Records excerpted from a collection
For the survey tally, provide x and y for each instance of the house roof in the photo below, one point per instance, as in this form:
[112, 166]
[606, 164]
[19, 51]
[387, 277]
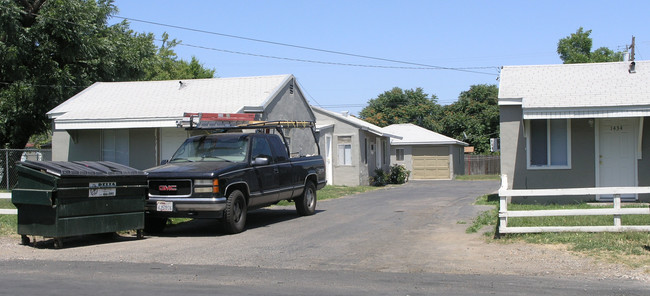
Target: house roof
[364, 125]
[577, 90]
[161, 103]
[414, 135]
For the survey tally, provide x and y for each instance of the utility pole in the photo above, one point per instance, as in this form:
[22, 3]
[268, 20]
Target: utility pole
[631, 47]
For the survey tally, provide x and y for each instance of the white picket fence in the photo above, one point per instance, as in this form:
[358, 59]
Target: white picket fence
[616, 211]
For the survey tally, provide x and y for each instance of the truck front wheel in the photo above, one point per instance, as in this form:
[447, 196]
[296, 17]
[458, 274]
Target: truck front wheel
[235, 215]
[306, 203]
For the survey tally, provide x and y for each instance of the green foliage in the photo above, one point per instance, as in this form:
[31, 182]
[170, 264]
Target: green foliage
[576, 48]
[485, 218]
[474, 118]
[627, 247]
[52, 49]
[167, 65]
[403, 106]
[379, 179]
[398, 174]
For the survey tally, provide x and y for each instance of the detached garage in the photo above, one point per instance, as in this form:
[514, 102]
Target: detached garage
[428, 155]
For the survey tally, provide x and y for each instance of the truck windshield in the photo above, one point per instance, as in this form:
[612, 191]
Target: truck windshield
[222, 147]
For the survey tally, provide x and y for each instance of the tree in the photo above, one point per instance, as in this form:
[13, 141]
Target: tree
[52, 49]
[474, 118]
[167, 65]
[403, 106]
[576, 48]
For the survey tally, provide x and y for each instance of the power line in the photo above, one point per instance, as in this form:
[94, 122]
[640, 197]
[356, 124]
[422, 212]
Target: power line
[323, 62]
[299, 46]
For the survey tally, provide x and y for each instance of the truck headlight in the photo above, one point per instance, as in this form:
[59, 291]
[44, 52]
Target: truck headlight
[206, 186]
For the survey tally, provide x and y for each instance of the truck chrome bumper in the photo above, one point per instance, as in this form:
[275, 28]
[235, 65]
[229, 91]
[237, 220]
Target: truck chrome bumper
[190, 204]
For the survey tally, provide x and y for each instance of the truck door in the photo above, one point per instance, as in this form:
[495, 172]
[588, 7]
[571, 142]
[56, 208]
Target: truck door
[267, 175]
[281, 159]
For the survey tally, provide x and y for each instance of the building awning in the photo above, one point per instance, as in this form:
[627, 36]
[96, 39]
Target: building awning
[576, 113]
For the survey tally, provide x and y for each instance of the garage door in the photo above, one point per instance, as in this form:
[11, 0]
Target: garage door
[430, 163]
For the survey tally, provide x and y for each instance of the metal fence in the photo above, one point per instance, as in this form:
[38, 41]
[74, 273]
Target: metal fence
[8, 159]
[482, 164]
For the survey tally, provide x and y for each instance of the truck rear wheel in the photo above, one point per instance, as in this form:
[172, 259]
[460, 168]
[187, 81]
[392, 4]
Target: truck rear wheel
[306, 203]
[235, 216]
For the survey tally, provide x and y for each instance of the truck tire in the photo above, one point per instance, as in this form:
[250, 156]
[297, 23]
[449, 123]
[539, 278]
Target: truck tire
[306, 203]
[154, 224]
[235, 216]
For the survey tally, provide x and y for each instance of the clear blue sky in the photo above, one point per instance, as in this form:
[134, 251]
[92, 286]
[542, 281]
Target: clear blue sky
[480, 35]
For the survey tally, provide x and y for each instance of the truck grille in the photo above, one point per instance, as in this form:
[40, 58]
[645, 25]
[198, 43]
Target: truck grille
[170, 187]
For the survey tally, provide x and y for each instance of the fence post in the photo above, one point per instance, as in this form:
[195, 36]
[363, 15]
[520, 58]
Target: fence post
[7, 168]
[617, 206]
[503, 203]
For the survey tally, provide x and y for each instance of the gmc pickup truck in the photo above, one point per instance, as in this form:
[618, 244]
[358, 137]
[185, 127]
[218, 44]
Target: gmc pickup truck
[222, 176]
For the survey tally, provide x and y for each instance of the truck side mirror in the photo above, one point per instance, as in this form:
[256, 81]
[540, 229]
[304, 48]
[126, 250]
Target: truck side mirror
[260, 161]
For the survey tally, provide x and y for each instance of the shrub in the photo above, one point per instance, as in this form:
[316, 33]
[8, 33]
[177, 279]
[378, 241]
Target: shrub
[398, 174]
[379, 179]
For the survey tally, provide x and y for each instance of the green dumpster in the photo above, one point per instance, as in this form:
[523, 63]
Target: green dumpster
[58, 199]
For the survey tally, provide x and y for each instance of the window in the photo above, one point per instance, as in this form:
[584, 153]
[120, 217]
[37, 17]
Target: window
[345, 154]
[261, 148]
[548, 143]
[345, 150]
[115, 146]
[365, 150]
[399, 154]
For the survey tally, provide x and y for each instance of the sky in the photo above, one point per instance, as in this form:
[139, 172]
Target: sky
[345, 53]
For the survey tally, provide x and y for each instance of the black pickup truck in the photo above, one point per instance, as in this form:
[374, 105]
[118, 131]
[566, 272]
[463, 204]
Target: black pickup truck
[222, 176]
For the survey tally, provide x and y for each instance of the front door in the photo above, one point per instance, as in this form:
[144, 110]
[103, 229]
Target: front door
[616, 155]
[328, 158]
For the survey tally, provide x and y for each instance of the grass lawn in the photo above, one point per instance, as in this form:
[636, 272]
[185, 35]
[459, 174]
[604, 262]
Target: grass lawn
[7, 222]
[630, 248]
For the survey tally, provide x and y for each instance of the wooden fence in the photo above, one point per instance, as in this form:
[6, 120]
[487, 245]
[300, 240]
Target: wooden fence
[482, 164]
[616, 211]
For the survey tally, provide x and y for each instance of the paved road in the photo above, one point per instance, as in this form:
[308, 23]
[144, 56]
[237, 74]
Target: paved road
[407, 240]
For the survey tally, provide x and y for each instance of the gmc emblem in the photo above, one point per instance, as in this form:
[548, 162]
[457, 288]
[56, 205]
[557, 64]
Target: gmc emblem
[167, 188]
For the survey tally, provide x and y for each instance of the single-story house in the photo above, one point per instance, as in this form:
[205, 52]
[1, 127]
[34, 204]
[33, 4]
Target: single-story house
[353, 149]
[575, 126]
[135, 123]
[427, 154]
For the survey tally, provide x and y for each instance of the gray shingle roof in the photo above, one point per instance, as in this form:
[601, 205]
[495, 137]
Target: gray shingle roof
[582, 90]
[415, 135]
[353, 121]
[166, 100]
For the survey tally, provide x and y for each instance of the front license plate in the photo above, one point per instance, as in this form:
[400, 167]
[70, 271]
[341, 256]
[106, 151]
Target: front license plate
[164, 206]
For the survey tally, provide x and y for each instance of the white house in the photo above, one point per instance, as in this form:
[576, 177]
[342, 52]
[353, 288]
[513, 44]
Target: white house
[353, 148]
[134, 123]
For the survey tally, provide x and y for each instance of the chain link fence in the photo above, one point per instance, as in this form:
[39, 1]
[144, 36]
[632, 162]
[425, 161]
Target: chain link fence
[9, 158]
[482, 164]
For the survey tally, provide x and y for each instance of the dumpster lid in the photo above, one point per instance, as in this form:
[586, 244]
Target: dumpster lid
[82, 168]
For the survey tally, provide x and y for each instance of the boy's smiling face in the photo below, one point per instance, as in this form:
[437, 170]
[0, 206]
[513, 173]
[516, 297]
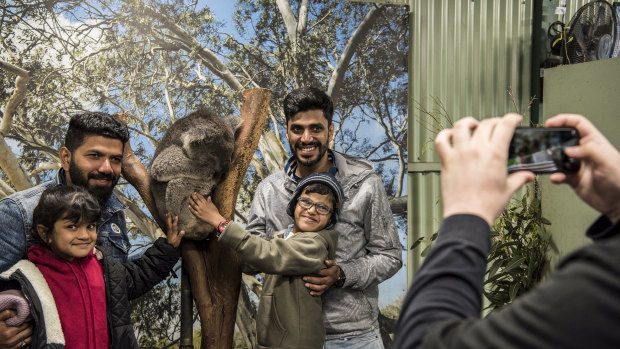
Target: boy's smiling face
[309, 220]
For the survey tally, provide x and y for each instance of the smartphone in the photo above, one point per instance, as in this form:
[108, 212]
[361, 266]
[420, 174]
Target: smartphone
[541, 149]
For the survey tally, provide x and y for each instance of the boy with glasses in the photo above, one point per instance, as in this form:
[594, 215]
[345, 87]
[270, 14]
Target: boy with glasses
[288, 316]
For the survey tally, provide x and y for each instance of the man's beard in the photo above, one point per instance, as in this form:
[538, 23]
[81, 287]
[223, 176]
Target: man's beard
[81, 178]
[312, 161]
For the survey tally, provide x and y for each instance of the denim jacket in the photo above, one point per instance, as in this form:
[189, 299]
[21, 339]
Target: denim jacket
[368, 251]
[16, 223]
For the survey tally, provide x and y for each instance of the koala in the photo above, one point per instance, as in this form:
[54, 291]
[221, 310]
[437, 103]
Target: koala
[193, 156]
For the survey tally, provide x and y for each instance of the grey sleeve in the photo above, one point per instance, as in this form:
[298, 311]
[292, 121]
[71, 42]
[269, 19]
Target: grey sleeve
[12, 234]
[384, 256]
[301, 254]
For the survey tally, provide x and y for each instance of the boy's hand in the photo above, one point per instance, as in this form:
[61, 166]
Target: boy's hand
[328, 276]
[204, 209]
[172, 231]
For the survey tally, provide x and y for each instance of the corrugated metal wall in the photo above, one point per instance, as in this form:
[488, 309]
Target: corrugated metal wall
[466, 54]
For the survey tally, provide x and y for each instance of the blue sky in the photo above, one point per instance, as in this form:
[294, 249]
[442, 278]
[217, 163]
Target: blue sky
[393, 288]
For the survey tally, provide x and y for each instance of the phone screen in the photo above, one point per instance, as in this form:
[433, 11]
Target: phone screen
[541, 150]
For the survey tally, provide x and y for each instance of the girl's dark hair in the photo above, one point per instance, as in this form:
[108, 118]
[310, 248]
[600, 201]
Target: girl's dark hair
[73, 203]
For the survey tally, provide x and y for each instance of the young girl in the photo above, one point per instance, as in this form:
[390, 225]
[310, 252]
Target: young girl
[91, 291]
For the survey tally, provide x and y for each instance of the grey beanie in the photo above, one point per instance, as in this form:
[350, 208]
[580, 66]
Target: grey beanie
[324, 178]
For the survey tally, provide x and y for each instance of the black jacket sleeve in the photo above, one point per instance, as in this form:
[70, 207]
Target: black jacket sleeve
[150, 269]
[576, 307]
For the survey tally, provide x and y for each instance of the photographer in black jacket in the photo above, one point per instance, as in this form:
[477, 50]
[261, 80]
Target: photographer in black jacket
[577, 307]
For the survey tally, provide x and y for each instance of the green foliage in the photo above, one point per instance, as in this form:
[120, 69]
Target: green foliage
[519, 243]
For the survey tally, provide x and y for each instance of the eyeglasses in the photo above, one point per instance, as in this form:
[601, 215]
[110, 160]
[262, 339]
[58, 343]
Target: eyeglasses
[307, 204]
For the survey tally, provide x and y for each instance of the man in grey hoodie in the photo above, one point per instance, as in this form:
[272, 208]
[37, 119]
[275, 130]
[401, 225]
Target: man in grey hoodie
[369, 250]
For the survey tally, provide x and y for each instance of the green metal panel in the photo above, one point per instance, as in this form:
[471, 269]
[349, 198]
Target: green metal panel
[466, 54]
[590, 89]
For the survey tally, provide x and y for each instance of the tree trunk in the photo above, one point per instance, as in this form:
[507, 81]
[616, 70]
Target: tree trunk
[214, 270]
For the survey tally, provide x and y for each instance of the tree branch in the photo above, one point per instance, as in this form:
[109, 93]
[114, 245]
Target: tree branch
[343, 62]
[289, 20]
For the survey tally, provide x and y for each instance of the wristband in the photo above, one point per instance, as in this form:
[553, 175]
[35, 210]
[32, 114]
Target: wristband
[341, 279]
[221, 227]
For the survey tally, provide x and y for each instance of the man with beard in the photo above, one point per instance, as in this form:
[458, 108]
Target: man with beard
[369, 250]
[90, 158]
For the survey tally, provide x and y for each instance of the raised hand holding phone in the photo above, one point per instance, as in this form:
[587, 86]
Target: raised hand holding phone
[542, 149]
[598, 180]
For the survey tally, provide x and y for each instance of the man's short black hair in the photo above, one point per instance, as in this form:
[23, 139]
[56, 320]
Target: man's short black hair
[308, 98]
[94, 124]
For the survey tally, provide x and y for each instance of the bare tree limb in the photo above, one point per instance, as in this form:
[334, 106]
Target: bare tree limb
[289, 20]
[209, 58]
[343, 62]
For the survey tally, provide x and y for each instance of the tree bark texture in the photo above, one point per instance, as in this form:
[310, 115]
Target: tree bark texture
[214, 270]
[8, 161]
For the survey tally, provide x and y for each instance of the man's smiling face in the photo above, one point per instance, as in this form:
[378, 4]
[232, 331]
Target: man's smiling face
[308, 134]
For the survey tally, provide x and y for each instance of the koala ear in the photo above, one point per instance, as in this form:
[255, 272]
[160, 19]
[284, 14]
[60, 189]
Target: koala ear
[235, 123]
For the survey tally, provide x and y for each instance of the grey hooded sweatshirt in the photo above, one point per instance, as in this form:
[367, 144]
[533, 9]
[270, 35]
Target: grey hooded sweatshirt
[368, 251]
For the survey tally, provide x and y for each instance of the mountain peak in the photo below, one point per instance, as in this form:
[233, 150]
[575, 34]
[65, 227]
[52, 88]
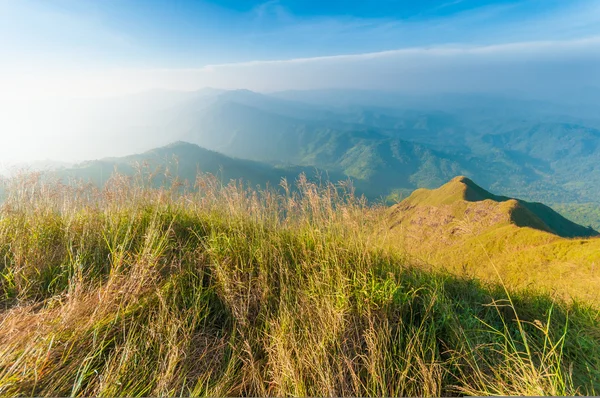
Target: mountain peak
[459, 188]
[461, 197]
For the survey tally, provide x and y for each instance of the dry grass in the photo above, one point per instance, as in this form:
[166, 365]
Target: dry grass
[223, 290]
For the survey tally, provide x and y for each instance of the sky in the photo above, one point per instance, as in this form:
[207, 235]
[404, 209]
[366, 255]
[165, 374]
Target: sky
[65, 48]
[73, 49]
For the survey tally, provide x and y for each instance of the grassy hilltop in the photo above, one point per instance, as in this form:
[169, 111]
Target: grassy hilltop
[133, 290]
[462, 228]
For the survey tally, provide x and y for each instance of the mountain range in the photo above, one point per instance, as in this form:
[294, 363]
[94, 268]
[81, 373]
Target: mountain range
[389, 144]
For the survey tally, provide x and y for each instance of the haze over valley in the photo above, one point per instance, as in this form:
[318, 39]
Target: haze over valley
[299, 198]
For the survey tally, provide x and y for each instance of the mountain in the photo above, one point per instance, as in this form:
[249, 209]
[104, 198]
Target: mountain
[463, 197]
[185, 161]
[391, 143]
[466, 230]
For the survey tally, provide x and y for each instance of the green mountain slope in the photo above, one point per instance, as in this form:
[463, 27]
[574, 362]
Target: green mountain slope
[466, 230]
[520, 213]
[185, 161]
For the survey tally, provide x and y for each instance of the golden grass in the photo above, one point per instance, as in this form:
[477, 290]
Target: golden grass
[224, 290]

#### REQUIRED ACTION:
In how many lines above does the word "below" appear? Answer with only the number.

#### EXERCISE SOLUTION:
3